(EXTRAIT):

────────────────────────────────────────

Décision de la cour du travail

La cour reprend les principes en matière d’interdiction de cumul et de récupération, rappelant que la prescription de l’action en restitution des prestations indues est de deux ans, en vertu de l’article 174, 5° de la loi cordonnée le 19 juillet 1994. Ce délai commence à courir à la fin du mois où le paiement a été effectué, de telle sorte que c’est chaque paiement qui constitue le point de départ de l’indu qu’il contient. La date à laquelle l’organisme assureur est éventuellement informé d’un cumul, est, pour la cour, sans importance.

Dans le mécanisme de prescription en la matière, les dispositions du droit commun sont applicables, sauf dérogations expresses et la cour retient qu’existe un débat en ce qui concerne le point de départ de la prescription. Ainsi, se fondant sur l’article 2257 du Code civil, certains auteurs considèrent qu’en cas de cumul avec une indemnité de rupture, le délai de deux ans court non à partir de la fin du mois du paiement des indemnités mais au moment du versement de l’indemnité elle-même, source du cumul prohibé (la cour renvoyant notamment à A. VERMOTE, « La prescription en droit de la sécurité sociale » in « La prescription dans les matières sociales (II) » Ors., n° 8, octobre 2008, p.3).

────────────────────────────────────────

Données de localisation ponctuelle par instance
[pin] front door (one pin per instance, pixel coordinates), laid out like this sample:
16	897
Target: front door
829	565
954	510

────────────────────────────────────────

(CONSIGNES DE L'EXERCICE):
a - D'après l'extrait sur la décision de la cour du travail, à quel moment commence à courir le délai de prescription de l'action en restitution des prestations indues ?
b - Reprenez l'extrait sur la décision de la cour du travail à la suite de sa dernière phrase et poursuivez-le.

(RÉPONSES DANS L'ORDRE):
a - À la fin du mois où le paiement a été effectué.

b -
La cour considère que cette position doit être nuancée eu égard aux termes de l’article 103, §3, de la loi. En effet, le travailleur peut être autorisé par le Roi à bénéficier d’indemnités d’incapacité de travail lorsqu’il a droit à certains avantages ou lorsqu’il attend de les recevoir, même si ce cumul avec ceux-ci est prohibé. L’arrêté royal d’exécution du 3 juillet 1976 a ainsi prévu en son article 241 que cette perception est autorisée à la condition que le bénéficiaire informe l’organisme assureur de tout élément de nature à établir son droit ainsi que de toute action engagée aux fins de récupérer les montants dus. Il en découle, pour la cour, qu’en cas de respect du dispositif de l’article 241, les indemnités ont été dûment payées. Tant que le bénéficiaire n’aura pas perçu les montants réclamés, il y a suspension du droit pour la mutuelle de récupérer l’indu et par conséquence suspension de l’exercice de l’action en récupération liée à ce droit. Or, comme le rappelle la cour, aucun délai de prescription ne peut courir tant qu’un droit prescriptible ne peut être exercé. La prescription ne prendra cours qu’à la naissance du droit pour la mutuelle d’obtenir restitution des prestations payées indûment (la cour du travail renvoyant ici à l’arrêt de la Cour de cassation du 26 juin 1995 cité par l’organisme assureur).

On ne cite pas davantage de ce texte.